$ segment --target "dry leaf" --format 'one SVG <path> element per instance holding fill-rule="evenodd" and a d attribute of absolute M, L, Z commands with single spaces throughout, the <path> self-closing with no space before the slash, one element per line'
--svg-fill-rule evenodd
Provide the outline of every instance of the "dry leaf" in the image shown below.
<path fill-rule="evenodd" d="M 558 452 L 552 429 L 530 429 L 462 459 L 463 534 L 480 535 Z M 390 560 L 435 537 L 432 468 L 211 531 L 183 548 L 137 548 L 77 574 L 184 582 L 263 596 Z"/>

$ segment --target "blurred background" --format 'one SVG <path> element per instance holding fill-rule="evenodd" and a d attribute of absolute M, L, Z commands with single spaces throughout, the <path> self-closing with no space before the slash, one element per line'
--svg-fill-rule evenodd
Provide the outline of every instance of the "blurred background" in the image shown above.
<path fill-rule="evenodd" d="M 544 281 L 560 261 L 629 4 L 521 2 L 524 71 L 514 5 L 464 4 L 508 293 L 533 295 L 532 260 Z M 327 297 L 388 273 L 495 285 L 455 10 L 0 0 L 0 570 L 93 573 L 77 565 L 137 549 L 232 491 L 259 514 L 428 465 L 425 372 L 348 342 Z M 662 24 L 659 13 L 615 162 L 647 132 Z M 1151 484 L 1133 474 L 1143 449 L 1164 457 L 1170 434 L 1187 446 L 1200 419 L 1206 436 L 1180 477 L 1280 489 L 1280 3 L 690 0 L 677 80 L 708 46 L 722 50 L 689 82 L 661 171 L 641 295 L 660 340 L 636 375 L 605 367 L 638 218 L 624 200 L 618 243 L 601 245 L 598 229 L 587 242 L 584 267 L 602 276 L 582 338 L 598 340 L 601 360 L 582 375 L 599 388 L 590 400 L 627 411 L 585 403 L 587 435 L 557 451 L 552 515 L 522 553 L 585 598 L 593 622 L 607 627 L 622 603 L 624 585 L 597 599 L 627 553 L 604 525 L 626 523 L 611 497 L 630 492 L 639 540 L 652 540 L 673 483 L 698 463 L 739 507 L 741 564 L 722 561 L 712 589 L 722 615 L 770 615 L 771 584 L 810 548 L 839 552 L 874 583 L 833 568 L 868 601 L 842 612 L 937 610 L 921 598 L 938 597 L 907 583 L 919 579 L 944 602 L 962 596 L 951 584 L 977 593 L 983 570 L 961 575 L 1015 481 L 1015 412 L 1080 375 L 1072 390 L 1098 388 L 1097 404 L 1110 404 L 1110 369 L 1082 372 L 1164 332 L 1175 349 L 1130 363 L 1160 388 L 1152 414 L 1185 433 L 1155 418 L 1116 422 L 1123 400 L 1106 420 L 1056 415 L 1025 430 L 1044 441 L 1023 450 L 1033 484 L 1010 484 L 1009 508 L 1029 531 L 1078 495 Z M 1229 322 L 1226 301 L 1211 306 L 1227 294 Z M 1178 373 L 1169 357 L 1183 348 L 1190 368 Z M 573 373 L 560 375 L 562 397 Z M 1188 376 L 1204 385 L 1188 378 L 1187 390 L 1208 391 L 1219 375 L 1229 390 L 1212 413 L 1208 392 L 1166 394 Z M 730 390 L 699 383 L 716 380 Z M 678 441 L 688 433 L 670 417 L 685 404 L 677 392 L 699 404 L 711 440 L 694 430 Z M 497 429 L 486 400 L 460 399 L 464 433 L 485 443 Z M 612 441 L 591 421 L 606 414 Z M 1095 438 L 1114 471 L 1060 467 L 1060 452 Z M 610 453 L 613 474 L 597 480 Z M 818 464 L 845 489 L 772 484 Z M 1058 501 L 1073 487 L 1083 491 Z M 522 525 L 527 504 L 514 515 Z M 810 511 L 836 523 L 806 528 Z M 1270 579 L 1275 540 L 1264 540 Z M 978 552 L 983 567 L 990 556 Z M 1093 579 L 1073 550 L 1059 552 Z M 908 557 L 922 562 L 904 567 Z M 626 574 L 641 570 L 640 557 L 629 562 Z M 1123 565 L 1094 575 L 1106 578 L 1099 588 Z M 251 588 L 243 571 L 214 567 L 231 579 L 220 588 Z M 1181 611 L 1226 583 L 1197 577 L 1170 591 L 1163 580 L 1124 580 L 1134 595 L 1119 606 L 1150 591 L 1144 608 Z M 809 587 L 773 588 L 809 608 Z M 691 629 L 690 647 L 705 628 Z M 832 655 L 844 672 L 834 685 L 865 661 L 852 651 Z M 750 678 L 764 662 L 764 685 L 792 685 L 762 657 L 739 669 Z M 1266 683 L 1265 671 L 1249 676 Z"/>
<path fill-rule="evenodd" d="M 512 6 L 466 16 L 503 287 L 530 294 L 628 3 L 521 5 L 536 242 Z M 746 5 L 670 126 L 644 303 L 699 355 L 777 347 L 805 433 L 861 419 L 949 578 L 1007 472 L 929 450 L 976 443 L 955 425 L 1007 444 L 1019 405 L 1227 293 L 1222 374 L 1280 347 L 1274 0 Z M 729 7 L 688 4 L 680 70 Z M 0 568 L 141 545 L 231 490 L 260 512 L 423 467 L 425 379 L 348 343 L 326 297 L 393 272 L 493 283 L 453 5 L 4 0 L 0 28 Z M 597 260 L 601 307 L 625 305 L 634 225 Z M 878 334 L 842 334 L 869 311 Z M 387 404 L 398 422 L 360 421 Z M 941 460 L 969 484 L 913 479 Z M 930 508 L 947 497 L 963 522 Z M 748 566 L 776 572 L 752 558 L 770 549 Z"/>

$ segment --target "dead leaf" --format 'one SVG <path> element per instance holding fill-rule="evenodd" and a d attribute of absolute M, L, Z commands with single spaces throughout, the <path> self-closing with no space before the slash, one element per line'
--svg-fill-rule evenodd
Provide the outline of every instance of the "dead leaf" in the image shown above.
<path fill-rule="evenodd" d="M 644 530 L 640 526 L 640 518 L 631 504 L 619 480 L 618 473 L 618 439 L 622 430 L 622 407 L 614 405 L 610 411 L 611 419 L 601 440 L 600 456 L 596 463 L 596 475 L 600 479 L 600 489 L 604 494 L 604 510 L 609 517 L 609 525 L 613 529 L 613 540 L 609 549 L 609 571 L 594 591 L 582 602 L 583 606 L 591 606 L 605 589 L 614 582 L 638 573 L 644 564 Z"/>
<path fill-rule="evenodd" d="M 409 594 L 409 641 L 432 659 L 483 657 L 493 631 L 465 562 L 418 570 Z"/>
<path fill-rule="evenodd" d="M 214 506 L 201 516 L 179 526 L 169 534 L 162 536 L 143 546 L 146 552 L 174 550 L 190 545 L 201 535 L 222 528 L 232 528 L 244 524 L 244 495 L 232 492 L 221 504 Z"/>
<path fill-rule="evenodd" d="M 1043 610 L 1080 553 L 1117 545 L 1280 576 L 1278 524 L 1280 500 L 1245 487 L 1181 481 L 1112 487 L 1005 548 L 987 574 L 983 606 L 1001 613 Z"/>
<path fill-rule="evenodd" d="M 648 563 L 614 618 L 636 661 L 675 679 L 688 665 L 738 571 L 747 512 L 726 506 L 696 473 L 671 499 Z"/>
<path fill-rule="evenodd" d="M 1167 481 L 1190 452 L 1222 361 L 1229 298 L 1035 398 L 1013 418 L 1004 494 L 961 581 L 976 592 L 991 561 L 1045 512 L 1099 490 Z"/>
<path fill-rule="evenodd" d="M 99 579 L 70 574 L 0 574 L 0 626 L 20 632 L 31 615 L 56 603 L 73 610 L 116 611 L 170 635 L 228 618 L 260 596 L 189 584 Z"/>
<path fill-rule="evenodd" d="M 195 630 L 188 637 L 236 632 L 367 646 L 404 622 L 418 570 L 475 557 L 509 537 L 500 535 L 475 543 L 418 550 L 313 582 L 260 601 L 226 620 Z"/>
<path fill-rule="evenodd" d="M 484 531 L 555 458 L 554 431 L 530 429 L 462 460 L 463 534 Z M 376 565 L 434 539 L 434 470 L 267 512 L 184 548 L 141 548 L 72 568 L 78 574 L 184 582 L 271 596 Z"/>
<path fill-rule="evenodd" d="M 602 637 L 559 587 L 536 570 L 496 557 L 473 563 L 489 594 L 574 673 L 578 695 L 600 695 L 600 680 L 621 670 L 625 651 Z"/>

━━━━

— Problem details —
Among the lines above, find those carrying the word "single" and copy them out.

— Result of this task —
$ segment --target "dry leaf" --format 'one SVG <path> element per instance holding fill-rule="evenodd" and a d attribute of absolute M, L, Z commands with single spaces throughout, the <path> self-closing with no space before the slash, one element per line'
$ segment --target "blurred background" --format 'one SVG <path> element per instance holding fill-rule="evenodd" and a d attribute of absolute M, L, Z commands with single spaces throughout, the <path> self-closing with no space before the slash, one element per line'
$ segment --target "dead leaf" --format 'one SVG <path> element per instance holding fill-rule="evenodd" and a d attribute of absolute M, L, Z commands with single spaces throughout, the <path> self-closing with no space before the slash, one element per line'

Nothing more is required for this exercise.